*Task statement*
Using the data below, report how many lines hold the word "reed". Include nothing else in the reply.

Point localization data
+ + + + + + +

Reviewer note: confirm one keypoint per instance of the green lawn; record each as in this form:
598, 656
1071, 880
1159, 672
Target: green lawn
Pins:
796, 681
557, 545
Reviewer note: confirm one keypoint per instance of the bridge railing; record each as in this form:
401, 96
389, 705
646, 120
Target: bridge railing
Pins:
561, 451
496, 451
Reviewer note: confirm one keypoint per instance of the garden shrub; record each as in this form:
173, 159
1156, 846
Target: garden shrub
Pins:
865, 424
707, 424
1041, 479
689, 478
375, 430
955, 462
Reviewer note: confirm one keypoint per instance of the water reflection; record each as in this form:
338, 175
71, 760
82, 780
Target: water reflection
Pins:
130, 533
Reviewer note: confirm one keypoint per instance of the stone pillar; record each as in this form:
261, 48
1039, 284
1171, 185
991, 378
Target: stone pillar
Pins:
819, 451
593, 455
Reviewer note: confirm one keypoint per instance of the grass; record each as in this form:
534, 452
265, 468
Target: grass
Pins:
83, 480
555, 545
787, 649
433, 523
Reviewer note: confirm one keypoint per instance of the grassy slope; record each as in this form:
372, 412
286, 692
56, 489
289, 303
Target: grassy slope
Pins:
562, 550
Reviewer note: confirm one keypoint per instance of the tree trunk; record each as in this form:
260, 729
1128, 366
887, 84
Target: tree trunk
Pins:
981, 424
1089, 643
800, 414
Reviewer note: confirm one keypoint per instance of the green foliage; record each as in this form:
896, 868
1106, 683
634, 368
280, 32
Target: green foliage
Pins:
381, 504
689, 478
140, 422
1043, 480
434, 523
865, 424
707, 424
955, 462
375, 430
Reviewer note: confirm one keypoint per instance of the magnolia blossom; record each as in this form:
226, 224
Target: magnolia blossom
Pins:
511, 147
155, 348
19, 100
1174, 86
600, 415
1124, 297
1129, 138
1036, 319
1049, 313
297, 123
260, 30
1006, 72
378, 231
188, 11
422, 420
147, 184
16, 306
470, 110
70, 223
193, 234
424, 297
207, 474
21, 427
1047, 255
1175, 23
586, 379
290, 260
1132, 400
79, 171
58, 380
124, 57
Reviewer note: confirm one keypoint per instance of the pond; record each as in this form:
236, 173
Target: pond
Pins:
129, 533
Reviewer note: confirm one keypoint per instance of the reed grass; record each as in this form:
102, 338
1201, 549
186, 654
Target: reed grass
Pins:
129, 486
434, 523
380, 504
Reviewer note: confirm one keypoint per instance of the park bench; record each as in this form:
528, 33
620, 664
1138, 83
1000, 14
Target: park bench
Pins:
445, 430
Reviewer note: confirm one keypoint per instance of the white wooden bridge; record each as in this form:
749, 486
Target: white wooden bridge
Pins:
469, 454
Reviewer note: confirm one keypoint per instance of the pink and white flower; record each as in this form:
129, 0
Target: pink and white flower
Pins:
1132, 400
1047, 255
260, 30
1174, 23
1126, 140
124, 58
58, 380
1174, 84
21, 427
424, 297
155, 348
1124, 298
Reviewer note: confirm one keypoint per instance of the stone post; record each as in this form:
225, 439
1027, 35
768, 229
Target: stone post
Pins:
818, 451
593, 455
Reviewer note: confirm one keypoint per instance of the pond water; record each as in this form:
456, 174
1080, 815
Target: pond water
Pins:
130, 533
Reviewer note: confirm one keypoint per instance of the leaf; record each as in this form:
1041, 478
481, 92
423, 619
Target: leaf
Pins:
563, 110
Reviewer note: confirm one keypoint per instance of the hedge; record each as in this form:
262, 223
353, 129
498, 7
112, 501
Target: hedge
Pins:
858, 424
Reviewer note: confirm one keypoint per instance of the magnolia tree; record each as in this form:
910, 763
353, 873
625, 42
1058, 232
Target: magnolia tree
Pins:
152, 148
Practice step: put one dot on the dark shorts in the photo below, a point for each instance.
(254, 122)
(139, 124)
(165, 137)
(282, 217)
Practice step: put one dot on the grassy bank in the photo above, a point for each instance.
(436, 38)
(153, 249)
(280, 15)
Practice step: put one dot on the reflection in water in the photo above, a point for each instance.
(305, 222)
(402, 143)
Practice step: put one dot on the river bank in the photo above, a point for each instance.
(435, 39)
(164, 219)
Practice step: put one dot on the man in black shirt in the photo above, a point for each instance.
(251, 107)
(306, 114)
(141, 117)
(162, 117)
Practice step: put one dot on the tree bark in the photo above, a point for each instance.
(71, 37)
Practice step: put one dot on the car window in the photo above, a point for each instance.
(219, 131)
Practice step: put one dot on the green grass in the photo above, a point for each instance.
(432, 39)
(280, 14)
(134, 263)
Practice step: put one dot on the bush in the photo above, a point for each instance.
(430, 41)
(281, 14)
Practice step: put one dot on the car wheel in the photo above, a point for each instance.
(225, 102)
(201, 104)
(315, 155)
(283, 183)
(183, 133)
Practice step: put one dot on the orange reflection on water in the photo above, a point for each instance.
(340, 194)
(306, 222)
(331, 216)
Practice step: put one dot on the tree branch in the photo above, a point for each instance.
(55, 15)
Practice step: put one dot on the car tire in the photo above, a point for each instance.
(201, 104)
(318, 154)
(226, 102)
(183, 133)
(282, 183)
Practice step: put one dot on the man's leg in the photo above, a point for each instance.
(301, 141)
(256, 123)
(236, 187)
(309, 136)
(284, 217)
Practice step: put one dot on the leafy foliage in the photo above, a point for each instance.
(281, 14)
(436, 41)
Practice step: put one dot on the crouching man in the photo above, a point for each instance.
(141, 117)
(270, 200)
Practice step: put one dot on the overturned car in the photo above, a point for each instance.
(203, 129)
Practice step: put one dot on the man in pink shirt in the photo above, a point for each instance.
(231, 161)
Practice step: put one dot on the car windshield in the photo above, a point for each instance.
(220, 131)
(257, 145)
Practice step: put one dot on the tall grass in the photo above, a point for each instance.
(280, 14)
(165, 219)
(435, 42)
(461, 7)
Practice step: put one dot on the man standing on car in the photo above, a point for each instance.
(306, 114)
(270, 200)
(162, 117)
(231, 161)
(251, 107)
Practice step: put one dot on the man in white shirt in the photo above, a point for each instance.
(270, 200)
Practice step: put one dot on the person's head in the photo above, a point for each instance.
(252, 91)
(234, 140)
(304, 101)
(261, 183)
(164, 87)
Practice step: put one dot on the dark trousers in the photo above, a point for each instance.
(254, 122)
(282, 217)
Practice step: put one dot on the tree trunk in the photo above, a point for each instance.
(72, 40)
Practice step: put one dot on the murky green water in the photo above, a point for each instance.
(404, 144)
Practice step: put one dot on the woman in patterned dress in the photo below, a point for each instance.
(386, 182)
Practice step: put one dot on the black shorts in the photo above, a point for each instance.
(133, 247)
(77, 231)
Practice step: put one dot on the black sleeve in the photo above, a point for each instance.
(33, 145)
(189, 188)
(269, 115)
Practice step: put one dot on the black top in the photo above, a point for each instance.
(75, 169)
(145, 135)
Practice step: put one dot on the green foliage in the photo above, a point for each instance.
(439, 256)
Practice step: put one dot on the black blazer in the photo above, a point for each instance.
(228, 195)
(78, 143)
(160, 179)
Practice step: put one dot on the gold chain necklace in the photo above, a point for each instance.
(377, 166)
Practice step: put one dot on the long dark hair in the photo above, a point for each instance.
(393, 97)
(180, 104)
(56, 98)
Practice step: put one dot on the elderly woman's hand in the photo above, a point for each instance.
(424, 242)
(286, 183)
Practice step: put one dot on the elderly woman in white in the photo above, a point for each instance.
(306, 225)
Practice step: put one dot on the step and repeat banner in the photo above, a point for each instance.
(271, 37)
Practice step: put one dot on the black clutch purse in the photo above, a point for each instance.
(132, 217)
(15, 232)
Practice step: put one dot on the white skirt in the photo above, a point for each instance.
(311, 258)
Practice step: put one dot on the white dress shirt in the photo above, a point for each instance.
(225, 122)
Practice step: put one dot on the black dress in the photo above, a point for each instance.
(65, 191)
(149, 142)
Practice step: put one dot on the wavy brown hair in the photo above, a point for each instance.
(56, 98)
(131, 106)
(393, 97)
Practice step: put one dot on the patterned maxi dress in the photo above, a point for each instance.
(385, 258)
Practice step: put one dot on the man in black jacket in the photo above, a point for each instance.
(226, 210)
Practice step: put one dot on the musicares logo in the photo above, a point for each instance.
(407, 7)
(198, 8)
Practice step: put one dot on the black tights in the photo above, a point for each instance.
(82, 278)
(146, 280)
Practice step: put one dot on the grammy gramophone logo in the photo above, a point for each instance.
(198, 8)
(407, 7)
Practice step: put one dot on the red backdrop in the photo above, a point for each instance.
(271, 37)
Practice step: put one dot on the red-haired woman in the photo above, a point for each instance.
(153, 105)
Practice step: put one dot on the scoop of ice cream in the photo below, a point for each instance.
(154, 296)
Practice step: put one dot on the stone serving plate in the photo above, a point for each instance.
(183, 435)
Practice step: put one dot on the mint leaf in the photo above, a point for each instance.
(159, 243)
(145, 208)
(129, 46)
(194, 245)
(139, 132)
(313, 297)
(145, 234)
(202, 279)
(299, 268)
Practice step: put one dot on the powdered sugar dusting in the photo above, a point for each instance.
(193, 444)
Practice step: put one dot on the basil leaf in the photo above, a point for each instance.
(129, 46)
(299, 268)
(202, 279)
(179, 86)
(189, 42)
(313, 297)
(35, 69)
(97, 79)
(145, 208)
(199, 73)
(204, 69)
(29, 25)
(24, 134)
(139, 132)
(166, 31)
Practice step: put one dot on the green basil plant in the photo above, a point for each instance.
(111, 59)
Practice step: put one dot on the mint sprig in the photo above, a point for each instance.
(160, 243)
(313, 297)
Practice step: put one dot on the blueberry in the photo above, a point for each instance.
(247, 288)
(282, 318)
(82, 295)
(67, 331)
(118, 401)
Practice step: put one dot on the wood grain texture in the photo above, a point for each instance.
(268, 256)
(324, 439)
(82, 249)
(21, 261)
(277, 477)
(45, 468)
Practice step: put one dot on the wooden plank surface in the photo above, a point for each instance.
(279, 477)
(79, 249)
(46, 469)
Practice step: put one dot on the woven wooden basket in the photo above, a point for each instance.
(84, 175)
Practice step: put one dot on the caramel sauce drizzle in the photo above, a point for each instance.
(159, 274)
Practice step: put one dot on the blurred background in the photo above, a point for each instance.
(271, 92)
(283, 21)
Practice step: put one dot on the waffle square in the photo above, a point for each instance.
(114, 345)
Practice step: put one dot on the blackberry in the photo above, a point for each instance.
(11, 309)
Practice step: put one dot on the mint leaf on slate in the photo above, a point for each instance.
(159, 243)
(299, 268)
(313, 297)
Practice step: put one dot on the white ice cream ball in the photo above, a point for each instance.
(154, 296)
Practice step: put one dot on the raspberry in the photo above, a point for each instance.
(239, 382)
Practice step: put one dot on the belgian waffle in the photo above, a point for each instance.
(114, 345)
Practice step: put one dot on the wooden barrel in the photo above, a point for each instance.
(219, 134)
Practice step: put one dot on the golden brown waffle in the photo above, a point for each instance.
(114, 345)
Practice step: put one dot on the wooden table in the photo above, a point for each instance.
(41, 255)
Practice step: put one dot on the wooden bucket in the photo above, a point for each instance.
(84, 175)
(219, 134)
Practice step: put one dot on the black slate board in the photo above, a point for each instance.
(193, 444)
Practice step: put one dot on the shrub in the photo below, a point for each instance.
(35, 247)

+ + + + + + +

*Exercise response*
2